____ INFORMATION SHOWN

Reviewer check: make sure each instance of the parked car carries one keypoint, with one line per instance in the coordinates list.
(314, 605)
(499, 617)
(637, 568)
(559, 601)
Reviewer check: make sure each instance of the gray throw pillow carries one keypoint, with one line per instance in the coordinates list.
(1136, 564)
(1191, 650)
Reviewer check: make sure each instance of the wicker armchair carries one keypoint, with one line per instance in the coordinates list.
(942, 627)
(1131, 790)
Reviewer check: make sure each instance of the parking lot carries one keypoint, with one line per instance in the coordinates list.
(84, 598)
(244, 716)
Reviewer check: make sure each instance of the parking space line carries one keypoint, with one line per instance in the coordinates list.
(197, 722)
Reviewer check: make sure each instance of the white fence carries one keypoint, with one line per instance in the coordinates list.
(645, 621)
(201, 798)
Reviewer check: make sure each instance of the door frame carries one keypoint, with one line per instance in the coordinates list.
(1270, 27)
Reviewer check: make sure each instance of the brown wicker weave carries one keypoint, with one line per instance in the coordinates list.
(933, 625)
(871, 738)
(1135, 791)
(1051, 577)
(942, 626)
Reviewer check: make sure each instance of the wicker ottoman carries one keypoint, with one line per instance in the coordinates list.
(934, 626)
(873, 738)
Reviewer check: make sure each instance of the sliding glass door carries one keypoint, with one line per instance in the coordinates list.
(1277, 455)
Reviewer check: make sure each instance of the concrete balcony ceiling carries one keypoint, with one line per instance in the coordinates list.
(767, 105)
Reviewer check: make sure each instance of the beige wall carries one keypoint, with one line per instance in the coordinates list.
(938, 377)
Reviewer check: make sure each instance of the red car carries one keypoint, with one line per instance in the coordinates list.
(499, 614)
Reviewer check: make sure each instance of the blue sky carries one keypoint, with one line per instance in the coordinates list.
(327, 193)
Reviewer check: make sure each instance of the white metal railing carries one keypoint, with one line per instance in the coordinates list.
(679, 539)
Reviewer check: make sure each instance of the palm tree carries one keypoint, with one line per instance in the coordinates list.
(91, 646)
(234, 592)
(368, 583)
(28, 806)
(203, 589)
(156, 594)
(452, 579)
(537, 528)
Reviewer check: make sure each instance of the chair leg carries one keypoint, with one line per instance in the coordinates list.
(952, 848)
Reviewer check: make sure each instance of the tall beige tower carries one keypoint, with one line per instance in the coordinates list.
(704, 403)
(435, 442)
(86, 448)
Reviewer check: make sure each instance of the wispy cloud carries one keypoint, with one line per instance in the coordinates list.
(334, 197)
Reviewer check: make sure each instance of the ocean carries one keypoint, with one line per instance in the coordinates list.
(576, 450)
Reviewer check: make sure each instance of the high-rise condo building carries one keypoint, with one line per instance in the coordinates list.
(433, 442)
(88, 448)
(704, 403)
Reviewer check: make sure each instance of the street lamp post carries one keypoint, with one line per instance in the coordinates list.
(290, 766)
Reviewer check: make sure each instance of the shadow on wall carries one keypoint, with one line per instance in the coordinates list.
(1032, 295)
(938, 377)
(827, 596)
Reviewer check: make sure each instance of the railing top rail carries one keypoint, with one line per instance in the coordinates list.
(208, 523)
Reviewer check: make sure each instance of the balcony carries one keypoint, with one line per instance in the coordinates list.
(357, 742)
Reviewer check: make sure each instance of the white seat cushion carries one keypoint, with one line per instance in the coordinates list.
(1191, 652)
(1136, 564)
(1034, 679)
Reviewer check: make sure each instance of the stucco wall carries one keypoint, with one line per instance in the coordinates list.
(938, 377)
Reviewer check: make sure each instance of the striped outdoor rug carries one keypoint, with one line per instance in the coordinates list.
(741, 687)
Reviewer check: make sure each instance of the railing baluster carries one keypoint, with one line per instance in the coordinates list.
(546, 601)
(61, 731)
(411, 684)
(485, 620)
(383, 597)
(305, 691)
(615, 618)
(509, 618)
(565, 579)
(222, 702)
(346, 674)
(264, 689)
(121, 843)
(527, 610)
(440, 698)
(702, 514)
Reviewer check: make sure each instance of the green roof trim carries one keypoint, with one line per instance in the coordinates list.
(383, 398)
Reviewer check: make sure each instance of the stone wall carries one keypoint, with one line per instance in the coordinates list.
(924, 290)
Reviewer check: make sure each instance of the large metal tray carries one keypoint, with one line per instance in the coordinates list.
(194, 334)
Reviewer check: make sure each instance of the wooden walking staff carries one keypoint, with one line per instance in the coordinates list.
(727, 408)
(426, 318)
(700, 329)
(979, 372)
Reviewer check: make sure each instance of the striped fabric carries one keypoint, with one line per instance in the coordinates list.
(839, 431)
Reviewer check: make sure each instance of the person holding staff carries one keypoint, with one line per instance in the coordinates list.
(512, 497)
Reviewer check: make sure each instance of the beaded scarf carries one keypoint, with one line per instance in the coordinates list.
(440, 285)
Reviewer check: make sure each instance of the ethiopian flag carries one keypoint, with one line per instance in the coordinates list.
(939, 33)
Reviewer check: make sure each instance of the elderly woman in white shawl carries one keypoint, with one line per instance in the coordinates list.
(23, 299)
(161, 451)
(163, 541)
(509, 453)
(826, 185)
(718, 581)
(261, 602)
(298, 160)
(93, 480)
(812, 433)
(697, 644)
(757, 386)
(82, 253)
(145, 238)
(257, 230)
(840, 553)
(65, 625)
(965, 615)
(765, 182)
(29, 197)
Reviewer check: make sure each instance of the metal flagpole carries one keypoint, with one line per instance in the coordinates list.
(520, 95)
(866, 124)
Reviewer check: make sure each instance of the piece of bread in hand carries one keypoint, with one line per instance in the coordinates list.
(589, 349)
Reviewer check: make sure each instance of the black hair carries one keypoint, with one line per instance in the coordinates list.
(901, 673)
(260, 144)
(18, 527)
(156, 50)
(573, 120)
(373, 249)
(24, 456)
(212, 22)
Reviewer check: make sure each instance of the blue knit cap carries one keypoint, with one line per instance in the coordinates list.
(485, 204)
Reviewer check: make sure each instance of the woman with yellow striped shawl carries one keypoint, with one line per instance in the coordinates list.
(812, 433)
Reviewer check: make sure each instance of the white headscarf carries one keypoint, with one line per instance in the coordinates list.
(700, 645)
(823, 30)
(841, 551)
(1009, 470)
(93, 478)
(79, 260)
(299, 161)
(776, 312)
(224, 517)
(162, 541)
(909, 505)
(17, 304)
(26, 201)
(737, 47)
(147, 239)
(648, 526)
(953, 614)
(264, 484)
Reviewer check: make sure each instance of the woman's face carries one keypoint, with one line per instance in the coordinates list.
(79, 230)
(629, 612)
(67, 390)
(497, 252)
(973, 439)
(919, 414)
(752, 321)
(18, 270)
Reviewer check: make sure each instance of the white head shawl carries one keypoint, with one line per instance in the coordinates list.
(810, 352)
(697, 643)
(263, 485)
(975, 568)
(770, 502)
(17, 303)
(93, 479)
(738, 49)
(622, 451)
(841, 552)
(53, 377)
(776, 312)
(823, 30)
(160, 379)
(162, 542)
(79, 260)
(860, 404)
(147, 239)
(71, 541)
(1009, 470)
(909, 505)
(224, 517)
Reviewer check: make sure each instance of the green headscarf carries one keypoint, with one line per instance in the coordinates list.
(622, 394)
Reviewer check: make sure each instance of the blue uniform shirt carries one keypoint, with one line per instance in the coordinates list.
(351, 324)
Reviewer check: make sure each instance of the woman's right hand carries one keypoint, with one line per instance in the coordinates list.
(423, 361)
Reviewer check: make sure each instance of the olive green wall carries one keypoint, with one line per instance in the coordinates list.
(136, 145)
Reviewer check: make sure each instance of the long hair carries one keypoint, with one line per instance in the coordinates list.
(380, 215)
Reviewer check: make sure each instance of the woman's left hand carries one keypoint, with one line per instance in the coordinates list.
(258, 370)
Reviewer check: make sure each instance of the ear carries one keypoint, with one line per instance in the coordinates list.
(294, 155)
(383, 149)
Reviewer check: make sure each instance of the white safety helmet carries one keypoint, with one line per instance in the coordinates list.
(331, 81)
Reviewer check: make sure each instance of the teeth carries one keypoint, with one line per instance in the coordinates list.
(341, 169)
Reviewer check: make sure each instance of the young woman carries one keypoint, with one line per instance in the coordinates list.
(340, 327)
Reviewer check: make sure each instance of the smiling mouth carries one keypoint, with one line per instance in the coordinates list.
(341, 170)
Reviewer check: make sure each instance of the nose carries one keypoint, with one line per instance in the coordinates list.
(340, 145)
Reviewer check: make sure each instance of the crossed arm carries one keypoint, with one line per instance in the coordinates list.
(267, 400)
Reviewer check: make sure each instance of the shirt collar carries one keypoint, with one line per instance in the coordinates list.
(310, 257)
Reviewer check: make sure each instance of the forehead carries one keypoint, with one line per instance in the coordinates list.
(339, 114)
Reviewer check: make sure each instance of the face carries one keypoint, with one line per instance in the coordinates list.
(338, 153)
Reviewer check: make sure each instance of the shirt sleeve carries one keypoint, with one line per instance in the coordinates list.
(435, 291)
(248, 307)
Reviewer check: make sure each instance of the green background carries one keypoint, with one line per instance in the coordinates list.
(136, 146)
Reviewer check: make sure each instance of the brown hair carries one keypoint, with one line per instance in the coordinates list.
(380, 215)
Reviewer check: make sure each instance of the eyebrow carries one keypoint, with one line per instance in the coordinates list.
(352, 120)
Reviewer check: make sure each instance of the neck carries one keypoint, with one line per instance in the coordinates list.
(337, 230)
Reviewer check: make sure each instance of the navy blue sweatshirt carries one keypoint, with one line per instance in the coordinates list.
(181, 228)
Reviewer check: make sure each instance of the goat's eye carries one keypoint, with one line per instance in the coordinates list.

________

TASK DESCRIPTION >>
Your task is to output exactly the lines running from the one with "Reviewer check: make sure each instance of the shirt collar" through the final line of the material above, with both ends included.

RESULT >>
Reviewer check: make sure each instance of the shirt collar carries one keypoint, with one line per instance in the coordinates list.
(310, 257)
Reviewer check: make sure each instance of the forehead carries one keypoint, with one line per instance in the coordinates list.
(339, 114)
Reviewer check: make sure each instance of the face carries one keypoint, with one line per instance in the coordinates list.
(338, 153)
Reviewer check: make sure each instance of the shirt sleeve carries one keypoint, with one line per instance in the coordinates list.
(435, 291)
(248, 307)
Reviewer check: make sure each instance of the green background carries one keypoint, with one line per instance in the coordinates list.
(136, 146)
Reviewer check: make sure each instance of the brown hair carries one keypoint, with one line per instance in the coordinates list.
(380, 215)
Reviewer check: make sure each instance of the eyebrow carries one keypoint, with one line per instance in the coordinates list.
(352, 120)
Reviewer check: make sure each instance of the neck carries one keypoint, with one line per instance in the coordinates list.
(337, 230)
Reviewer check: make sure each instance of the navy blue sweatshirt carries one keypoint, with one line per instance in the coordinates list.
(181, 228)
Reviewer check: make sure each instance of the goat's eye carries one keypoint, with one line per instance in the coordinates list.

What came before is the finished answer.